TAREA ASIGNADA 1: Según el fragmento, ¿qué balanza se usaba en la tienda del padre para pesar las mercancías?

FRAGMENTO:
-- -- --
Fascinado, como si volviera al pasado, reconozco todo lo  que mi padre vendía: colagogos hepáticos, jarabes de rábano iodado, elixires para la tos; las pilulas Orientales para hacer crecer los senos; los estuches de pastillas Sen-Sen para el aliento; las latas de sardinas picantes La Sirena y de carne ajamonada Spam, la carne del diablo Underwood, las conservas de frutas Monarch; los sacos de harina Golden Flour, los tarros de avena Quaker, las latas de kerosene El Capitán, y barras de jabón de lavar, más la infaltable balanza Toledo para pesar las mercancías.

Metido en aquel túnel del tiempo, comprobé que toda esa imaginería que regresaba a mi memoria era parte de mi dotación literaria, y que las marcas antiguas, con sus emblemas románticos y su tipografía modernista, eran parte de mi patrimonio de escritor, señales a las que acudir, escenografías guardadas en la memoria.

 Había en la tienda de mi padre un jarabe contra el paludismo, el emblema un hombre demacrado apresado en el suelo entre las patas de un mosquito gigante, una imagen kafkiana que contrastaba con la muy plácida de la mujer del Tricófero de Barry que se peinaba los largos cabellos con gesto sensual, enmarcada en un pórtico neoclásico.
-- -- --
Registros de puntos etiquetados:
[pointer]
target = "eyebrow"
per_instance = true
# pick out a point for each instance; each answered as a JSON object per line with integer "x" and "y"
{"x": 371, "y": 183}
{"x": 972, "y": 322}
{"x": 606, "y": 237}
-- -- --
TAREA ASIGNADA 2: Sustituye "eyebrow" por "eye" en todo el listado y reproduce sus líneas sin ningún otro cambio.

RESPUESTA 1: La balanza Toledo.

RESPUESTA 2:
[pointer]
target = "eye"
per_instance = true
# pick out a point for each instance; each answered as a JSON object per line with integer "x" and "y"
{"x": 371, "y": 183}
{"x": 972, "y": 322}
{"x": 606, "y": 237}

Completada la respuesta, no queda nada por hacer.